Entries from a point annotation set

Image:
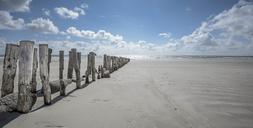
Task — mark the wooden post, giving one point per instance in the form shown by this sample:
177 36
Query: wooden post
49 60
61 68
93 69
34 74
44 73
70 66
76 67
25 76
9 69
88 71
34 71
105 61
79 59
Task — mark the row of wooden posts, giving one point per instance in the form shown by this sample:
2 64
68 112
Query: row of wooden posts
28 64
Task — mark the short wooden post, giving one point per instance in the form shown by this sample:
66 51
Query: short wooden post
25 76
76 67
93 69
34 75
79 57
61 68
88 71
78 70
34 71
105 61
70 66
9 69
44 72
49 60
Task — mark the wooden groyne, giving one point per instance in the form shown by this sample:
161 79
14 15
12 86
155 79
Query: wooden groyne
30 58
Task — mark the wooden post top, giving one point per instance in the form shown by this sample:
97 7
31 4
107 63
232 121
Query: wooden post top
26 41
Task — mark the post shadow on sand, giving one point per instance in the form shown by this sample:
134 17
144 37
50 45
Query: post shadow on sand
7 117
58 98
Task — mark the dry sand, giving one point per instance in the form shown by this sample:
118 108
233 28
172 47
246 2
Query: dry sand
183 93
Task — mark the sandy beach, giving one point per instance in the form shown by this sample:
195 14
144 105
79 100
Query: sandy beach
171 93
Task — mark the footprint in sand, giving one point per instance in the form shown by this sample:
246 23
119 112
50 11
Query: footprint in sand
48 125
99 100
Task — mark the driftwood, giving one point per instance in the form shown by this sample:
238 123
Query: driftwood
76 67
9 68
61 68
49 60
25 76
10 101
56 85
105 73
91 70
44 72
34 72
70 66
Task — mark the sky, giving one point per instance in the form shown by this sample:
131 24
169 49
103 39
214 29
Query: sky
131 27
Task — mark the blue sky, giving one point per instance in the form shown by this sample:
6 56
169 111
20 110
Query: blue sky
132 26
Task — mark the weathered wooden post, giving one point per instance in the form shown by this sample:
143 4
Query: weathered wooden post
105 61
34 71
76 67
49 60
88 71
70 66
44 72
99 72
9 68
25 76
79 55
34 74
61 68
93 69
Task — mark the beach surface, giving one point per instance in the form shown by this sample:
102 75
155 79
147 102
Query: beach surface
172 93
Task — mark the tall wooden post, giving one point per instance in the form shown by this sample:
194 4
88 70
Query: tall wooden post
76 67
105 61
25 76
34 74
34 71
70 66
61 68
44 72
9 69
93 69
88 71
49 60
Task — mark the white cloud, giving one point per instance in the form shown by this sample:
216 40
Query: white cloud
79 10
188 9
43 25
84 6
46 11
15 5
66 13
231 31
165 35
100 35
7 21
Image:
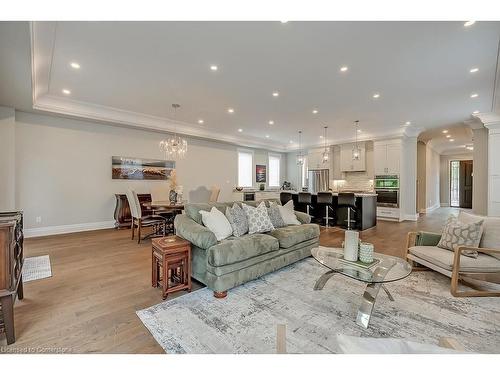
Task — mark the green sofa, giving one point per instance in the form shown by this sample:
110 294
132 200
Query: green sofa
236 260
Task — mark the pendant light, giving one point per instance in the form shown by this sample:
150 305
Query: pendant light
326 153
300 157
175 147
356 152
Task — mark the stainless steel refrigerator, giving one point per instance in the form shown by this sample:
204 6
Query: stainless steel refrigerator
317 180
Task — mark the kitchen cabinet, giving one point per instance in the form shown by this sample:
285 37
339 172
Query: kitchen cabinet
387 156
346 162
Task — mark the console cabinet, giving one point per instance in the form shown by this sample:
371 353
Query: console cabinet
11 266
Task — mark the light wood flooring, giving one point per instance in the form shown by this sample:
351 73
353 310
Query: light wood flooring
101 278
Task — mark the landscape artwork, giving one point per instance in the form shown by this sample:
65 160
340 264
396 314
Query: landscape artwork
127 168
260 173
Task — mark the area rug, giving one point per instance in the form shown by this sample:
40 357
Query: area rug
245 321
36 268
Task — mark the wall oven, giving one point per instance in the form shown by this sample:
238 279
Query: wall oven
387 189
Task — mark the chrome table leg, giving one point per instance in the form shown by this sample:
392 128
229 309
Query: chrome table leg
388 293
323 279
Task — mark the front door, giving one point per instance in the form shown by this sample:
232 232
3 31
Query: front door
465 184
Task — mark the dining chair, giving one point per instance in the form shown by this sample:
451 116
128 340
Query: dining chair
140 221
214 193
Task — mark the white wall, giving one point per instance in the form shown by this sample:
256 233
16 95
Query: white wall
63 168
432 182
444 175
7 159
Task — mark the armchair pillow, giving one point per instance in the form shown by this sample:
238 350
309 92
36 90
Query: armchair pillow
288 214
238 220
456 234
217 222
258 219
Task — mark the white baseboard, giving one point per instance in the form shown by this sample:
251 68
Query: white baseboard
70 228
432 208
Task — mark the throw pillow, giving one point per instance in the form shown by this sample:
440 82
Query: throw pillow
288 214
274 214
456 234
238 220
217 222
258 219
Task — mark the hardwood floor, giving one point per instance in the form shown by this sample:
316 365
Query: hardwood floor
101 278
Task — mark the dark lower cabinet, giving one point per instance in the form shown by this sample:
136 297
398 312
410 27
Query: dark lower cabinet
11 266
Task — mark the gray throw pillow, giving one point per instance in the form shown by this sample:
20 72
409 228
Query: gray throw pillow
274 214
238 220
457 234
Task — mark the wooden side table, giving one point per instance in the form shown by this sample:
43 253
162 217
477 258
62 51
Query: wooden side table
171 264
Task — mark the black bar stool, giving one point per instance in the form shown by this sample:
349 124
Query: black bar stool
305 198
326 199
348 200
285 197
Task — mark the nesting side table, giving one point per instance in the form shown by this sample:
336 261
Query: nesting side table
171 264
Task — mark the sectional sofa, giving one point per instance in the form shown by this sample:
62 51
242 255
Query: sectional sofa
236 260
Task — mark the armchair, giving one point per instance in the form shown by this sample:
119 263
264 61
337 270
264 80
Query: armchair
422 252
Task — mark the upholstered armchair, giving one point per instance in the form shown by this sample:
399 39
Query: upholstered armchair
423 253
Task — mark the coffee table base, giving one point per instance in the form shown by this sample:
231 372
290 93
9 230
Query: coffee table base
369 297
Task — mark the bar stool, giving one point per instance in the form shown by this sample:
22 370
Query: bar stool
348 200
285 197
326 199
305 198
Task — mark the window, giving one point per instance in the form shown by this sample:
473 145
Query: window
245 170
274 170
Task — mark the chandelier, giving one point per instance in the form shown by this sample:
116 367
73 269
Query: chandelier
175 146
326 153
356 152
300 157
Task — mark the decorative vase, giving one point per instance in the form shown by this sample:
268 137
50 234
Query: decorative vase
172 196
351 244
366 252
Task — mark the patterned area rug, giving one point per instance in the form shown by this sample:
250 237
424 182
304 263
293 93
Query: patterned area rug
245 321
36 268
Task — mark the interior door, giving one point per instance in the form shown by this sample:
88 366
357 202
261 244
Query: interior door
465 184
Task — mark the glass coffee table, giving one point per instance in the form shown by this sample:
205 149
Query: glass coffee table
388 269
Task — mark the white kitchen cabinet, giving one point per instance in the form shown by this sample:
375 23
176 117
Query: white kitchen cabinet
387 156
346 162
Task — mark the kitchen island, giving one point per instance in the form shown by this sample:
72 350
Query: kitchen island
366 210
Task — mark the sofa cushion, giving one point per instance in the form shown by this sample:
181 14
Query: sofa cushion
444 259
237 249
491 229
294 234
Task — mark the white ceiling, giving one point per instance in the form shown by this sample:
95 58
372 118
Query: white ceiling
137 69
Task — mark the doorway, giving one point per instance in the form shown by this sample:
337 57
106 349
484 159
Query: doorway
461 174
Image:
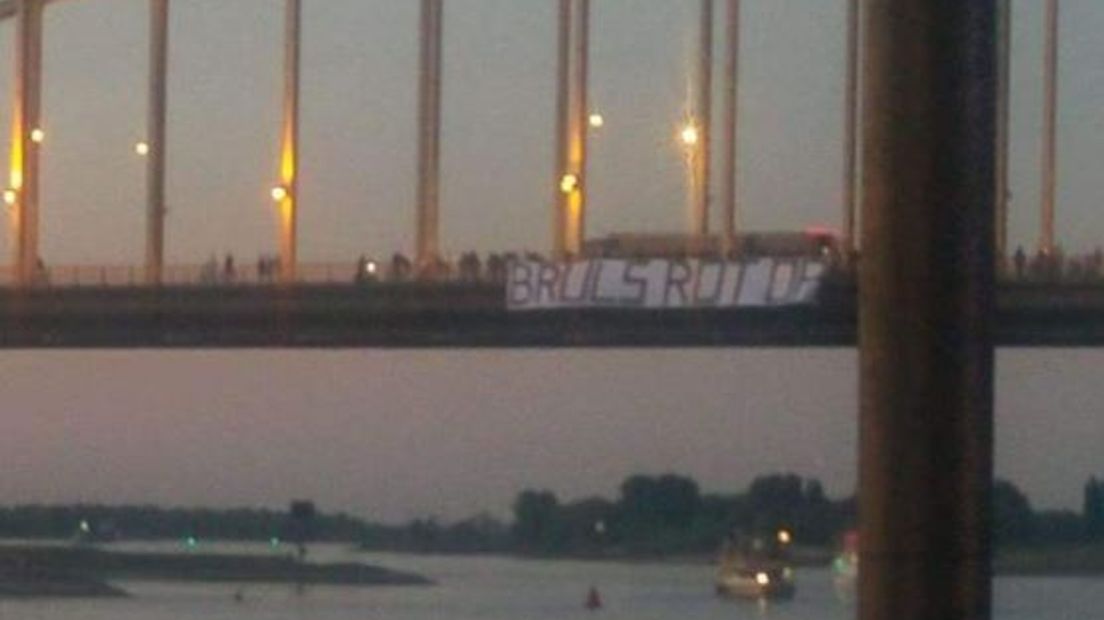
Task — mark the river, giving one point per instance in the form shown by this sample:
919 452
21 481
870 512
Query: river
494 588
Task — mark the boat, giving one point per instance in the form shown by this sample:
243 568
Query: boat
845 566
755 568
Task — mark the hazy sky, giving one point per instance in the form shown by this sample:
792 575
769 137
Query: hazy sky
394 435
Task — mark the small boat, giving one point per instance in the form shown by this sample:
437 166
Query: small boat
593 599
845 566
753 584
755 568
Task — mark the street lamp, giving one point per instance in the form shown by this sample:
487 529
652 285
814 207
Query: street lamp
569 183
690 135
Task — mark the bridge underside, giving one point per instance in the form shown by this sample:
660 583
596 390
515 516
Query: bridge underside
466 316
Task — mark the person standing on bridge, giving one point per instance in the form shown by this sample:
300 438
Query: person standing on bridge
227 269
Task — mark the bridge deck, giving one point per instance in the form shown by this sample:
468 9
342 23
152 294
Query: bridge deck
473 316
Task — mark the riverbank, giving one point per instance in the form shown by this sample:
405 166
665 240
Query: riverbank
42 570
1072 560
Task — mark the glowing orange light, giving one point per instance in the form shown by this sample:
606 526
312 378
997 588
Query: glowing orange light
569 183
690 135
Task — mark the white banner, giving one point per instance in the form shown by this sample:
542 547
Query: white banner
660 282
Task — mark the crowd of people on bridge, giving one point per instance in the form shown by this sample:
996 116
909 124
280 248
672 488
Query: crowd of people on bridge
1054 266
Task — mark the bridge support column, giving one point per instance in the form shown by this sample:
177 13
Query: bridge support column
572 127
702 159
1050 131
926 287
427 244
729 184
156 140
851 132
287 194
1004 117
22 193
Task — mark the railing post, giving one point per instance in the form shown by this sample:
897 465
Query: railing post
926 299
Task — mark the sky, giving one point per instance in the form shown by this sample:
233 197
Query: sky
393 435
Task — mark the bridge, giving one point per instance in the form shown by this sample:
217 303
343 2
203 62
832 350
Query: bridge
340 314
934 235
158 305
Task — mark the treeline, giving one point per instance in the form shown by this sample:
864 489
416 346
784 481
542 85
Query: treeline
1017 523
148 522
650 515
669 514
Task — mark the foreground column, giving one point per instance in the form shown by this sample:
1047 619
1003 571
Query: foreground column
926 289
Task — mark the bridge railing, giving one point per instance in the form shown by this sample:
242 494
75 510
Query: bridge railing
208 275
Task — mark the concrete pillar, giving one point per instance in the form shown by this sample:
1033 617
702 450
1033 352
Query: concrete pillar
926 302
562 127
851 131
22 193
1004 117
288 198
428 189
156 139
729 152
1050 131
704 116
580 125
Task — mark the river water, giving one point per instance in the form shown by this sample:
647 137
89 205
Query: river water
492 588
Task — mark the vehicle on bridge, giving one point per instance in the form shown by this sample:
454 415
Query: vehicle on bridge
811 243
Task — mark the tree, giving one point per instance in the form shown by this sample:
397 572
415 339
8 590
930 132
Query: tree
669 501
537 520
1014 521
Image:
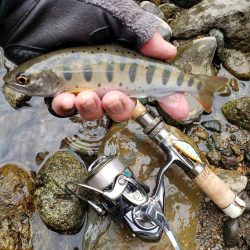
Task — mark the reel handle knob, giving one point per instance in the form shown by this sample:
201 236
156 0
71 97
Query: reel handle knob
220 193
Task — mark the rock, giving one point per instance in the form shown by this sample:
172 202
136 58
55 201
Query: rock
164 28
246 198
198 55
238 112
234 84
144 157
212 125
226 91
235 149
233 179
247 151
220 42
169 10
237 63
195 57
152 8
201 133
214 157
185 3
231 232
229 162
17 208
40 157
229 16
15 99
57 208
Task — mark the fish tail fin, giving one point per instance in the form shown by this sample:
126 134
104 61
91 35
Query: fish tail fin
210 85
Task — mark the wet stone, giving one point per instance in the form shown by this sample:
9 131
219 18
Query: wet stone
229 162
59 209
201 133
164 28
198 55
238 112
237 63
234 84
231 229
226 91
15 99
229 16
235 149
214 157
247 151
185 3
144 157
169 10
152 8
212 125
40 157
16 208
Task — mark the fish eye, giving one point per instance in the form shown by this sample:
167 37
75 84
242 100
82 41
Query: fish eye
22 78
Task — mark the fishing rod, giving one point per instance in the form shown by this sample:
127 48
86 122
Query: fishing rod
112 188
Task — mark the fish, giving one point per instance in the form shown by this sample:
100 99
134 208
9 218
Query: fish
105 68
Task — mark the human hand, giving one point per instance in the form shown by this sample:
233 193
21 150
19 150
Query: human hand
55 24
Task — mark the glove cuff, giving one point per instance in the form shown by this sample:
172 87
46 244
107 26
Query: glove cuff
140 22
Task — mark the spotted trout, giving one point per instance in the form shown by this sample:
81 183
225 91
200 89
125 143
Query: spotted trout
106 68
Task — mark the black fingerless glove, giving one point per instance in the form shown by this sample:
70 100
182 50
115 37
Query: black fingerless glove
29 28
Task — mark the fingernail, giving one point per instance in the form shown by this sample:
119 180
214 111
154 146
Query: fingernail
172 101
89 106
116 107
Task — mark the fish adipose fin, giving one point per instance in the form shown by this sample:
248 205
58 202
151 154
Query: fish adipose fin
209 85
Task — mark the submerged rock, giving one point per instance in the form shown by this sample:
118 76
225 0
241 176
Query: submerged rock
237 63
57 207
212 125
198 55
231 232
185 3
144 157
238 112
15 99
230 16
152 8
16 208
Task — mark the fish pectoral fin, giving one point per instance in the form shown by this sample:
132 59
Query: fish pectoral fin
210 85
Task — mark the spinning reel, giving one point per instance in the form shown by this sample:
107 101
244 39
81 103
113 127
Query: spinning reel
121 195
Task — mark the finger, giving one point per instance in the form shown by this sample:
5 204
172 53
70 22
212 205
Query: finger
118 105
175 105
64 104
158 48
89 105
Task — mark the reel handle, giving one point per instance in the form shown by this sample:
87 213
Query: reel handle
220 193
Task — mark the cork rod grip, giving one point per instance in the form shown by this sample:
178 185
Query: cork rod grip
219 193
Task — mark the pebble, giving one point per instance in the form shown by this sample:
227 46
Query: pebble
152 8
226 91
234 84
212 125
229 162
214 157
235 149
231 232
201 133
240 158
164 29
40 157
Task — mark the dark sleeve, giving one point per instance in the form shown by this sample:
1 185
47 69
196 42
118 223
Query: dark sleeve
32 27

To be done |
Repeat, with no changes, each line from the one with "Task — mark the fish pectoral" to the end of the listing, including both ends and nothing else.

Expected output |
Task — mark the fish pectoral fin, giving one point per instance in the form shown by this sample:
132 59
Query: fish pectoral fin
210 85
Task — mark the spinning reel, giving one point per instance in the form shown by this sample:
107 101
244 39
81 103
113 127
Query: spinning reel
121 195
Task — mark the finger, giving one point per instance in the form shown by this sample:
5 204
172 53
70 22
212 205
Query: finger
118 105
175 105
64 104
158 48
89 105
Task — mark the reel handle, giving one point per instance in the form shown by this sample:
87 213
Query: reel handle
220 193
Task — mark the cork rod grip, giving one point per instance in the form shown by this sample:
178 185
Query: cork rod grip
219 193
Task — mark the pebble, giving one point per instance in the form shown by this sample:
227 46
Query: pebble
152 8
226 91
234 84
212 125
229 162
214 157
235 149
231 232
201 133
240 158
164 29
40 157
Task — mark the dark sleeve, giving one point per instance in the form shown by this sample:
1 185
47 69
196 42
118 223
Query: dark sleeve
32 27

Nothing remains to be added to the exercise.